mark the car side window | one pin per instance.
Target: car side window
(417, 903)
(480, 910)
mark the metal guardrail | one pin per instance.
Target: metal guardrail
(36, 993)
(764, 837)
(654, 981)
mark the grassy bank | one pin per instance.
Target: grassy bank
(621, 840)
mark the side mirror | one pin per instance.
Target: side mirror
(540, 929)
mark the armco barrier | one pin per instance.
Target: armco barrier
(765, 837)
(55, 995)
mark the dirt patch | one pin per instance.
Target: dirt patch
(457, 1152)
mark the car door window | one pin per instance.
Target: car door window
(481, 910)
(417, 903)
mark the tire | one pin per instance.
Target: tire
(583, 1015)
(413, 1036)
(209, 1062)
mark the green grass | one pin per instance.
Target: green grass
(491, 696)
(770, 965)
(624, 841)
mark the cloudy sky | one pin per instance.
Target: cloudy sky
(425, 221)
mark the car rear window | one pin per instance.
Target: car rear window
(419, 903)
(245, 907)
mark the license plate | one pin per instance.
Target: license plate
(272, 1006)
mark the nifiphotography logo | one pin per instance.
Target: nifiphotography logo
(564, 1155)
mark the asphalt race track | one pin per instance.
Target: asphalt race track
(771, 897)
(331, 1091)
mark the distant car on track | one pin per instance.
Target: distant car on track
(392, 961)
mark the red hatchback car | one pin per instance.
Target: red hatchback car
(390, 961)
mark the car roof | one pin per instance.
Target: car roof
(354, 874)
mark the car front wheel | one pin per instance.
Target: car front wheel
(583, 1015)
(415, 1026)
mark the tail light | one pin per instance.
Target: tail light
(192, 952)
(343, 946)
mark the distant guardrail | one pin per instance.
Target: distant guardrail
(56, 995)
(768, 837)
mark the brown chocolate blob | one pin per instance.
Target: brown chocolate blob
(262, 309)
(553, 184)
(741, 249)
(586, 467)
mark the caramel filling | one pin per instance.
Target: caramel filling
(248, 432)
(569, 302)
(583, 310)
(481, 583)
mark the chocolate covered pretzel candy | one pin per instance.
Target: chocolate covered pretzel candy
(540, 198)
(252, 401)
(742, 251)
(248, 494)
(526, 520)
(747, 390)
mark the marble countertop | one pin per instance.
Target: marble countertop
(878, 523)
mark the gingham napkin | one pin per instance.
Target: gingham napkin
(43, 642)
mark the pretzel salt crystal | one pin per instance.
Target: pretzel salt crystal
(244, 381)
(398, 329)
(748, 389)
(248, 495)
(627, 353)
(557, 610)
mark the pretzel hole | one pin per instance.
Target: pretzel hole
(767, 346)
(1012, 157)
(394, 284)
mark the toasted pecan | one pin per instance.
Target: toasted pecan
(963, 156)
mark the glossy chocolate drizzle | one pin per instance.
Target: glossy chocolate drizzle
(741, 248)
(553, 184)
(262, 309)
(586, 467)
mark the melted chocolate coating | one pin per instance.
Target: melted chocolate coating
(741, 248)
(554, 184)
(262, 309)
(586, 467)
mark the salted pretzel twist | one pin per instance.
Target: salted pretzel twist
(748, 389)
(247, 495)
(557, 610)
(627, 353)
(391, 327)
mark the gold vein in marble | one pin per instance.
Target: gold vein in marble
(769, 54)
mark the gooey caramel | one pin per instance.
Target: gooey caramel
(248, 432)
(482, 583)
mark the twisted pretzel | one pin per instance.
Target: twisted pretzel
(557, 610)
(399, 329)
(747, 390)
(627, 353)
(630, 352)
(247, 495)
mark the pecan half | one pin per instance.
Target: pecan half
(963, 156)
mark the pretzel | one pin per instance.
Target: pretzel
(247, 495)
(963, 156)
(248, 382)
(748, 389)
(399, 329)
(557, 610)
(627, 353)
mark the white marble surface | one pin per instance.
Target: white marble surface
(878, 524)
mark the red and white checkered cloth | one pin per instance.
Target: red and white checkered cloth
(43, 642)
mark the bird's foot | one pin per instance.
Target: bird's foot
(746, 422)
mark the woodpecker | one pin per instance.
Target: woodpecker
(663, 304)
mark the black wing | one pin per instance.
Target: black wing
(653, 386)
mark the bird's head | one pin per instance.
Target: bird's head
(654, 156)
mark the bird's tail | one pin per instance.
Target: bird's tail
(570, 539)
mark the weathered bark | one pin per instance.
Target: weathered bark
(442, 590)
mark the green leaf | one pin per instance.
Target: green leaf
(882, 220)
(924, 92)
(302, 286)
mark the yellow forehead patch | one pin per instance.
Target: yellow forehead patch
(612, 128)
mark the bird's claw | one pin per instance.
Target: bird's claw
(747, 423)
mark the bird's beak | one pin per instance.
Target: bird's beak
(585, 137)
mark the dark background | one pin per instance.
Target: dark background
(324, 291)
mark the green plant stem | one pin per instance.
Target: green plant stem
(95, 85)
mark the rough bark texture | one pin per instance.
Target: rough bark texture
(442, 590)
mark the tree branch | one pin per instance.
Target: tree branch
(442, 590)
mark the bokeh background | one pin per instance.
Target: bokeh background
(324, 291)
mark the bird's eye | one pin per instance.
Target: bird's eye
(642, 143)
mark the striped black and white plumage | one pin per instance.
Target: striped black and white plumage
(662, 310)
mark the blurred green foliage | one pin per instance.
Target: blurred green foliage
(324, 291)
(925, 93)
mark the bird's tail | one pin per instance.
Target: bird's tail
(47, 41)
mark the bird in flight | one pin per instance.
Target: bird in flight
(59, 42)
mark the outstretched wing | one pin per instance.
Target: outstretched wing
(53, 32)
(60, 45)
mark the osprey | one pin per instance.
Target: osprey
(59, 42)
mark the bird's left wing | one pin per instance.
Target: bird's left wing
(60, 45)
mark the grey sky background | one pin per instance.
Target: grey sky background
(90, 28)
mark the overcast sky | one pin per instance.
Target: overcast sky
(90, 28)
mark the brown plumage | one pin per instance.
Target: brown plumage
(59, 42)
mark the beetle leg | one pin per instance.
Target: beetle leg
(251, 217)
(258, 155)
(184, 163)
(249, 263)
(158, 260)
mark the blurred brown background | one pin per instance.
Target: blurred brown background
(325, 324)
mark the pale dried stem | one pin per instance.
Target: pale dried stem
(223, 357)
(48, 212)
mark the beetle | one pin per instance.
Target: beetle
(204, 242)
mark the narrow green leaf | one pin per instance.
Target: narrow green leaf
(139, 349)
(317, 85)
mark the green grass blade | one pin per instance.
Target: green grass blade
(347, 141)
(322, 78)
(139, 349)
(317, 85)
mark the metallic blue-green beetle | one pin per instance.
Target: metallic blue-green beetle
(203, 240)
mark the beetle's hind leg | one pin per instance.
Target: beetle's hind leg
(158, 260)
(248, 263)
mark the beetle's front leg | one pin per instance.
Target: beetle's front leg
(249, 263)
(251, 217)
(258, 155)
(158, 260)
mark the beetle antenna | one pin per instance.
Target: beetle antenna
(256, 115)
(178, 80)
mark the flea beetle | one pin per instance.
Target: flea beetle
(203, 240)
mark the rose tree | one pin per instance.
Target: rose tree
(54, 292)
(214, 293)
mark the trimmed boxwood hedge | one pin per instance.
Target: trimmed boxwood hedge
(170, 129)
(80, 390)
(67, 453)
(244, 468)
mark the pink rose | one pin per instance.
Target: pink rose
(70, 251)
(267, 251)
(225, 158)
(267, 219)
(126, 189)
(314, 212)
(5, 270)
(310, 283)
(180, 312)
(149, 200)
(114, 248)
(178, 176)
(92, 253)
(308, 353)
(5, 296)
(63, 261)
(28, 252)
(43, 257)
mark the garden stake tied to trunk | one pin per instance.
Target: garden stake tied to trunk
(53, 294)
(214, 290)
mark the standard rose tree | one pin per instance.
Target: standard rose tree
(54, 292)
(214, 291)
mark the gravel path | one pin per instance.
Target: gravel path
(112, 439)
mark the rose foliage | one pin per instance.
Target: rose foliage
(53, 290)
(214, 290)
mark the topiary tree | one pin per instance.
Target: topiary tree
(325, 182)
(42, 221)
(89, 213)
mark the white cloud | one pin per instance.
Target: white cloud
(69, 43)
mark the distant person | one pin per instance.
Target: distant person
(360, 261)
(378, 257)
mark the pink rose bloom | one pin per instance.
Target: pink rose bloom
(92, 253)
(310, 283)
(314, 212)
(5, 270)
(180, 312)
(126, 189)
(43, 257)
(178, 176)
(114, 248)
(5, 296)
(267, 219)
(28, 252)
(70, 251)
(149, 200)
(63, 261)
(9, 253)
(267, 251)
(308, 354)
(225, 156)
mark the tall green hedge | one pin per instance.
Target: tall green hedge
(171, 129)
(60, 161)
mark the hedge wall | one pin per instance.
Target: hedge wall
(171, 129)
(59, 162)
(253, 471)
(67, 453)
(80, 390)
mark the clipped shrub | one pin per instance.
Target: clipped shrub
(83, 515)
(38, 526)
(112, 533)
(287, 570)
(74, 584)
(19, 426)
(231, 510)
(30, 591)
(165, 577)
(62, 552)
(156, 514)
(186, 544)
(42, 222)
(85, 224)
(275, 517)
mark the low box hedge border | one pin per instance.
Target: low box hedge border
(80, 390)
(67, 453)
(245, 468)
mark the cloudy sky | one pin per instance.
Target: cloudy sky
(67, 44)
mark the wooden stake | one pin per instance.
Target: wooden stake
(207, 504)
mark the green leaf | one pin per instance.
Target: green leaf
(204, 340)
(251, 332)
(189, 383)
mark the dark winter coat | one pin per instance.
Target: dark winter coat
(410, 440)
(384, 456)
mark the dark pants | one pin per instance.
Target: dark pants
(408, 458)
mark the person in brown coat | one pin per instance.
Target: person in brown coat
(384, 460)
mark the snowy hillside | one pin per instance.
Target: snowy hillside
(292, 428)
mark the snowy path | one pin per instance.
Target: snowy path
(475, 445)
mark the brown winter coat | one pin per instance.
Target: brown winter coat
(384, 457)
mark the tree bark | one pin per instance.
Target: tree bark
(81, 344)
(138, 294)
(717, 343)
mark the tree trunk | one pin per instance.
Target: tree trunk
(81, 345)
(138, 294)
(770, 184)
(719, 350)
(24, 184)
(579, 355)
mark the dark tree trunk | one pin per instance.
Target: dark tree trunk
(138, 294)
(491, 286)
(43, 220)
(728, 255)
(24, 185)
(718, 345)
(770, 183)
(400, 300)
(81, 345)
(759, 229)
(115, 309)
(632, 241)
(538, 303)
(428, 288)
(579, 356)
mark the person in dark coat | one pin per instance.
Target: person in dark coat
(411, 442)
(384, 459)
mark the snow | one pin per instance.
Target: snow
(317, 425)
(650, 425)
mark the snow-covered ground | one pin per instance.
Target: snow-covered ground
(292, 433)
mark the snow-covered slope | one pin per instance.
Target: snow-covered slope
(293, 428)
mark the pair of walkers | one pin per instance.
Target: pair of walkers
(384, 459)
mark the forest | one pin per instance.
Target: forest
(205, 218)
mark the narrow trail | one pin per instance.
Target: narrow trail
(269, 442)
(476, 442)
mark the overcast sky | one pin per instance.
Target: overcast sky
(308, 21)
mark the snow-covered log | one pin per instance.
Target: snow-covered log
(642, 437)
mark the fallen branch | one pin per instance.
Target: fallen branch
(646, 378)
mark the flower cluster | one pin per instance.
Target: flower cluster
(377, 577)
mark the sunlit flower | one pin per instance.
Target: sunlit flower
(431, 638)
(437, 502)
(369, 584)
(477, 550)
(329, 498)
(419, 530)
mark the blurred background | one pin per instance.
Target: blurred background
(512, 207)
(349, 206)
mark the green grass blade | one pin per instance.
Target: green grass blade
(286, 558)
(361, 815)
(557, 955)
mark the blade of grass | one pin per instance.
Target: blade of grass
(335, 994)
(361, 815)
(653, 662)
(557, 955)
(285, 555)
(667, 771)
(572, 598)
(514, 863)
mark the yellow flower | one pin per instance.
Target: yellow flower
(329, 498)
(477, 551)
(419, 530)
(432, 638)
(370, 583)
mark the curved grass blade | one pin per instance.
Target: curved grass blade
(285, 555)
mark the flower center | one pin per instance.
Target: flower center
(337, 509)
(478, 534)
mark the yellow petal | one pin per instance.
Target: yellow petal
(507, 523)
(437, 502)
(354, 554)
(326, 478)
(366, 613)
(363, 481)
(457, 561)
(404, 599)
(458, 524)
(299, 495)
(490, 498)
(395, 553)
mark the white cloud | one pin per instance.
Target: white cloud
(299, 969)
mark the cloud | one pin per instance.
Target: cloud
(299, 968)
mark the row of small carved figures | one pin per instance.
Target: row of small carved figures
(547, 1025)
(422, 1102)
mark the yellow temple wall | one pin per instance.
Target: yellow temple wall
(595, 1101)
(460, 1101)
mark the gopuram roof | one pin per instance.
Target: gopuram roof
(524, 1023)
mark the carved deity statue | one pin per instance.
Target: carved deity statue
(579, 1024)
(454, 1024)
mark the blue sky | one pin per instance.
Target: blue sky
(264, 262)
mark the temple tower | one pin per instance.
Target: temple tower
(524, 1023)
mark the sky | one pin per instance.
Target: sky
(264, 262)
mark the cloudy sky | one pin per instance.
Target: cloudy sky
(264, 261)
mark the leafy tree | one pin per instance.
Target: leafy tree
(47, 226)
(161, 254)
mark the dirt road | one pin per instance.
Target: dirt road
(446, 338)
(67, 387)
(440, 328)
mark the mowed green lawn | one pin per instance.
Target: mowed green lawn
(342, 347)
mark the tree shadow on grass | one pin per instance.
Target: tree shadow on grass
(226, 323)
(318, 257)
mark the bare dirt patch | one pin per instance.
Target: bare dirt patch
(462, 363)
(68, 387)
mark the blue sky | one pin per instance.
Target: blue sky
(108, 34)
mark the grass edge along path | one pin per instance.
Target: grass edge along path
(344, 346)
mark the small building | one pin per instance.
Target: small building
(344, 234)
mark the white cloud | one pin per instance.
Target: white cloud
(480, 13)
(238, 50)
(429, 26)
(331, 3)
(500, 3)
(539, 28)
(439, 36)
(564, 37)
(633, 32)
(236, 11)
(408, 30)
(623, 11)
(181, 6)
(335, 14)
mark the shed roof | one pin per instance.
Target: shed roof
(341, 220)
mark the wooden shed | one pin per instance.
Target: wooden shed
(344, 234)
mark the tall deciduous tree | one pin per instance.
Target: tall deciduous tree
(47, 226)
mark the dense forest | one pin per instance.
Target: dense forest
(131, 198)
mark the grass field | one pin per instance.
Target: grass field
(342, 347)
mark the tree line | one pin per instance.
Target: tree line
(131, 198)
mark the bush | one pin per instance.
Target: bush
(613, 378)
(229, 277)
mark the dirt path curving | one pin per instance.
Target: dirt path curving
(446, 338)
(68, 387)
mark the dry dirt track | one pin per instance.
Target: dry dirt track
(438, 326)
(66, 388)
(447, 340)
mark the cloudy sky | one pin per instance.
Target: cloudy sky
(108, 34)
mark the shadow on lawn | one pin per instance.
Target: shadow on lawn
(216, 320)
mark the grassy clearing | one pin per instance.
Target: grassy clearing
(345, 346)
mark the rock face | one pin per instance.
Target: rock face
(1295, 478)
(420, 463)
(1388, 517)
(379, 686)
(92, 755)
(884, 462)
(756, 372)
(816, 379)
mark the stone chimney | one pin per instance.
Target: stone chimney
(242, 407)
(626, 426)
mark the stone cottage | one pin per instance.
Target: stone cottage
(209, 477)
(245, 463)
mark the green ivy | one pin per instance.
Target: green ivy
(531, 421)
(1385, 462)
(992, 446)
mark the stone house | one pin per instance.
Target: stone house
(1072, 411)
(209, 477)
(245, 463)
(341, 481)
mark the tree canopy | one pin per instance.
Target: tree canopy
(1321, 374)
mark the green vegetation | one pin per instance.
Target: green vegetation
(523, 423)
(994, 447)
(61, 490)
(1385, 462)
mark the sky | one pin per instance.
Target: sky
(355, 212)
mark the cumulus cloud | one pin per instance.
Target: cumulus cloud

Task statement:
Rewrite the records above from the line containing "mark the rock face | one pin per instance." through the end of the records, keeping every line, including those without coordinates. Multiply each coordinate by 1.7 and round it to a whole number, with halves rounding up.

Solution below:
mark the rock face | one pin per instance.
Target: rock face
(2202, 813)
(714, 787)
(2360, 879)
(644, 1166)
(156, 1284)
(1503, 785)
(1285, 632)
(1387, 644)
mark the stone chimney | one pin per instance.
Target: stone chimney
(411, 692)
(1064, 724)
mark the stone cottage | one pin per instance.
Target: stone cottage
(355, 811)
(417, 787)
mark the green ivy | one pin per instance.
Target: green ivy
(903, 716)
(2355, 785)
(1686, 758)
mark the stone house | one pin per instance.
Target: stone house
(1822, 699)
(355, 811)
(417, 787)
(580, 818)
mark the tree canopy | one pin per instance.
Target: tree canopy
(2246, 636)
mark the green vegetation | one pin per instance.
Target: green vegetation
(889, 719)
(1690, 760)
(104, 833)
(2355, 785)
mark the sky | one pin per instance.
Target: sky
(604, 360)
mark the cumulus cloud | one pin per instance.
Target: cumulus cloud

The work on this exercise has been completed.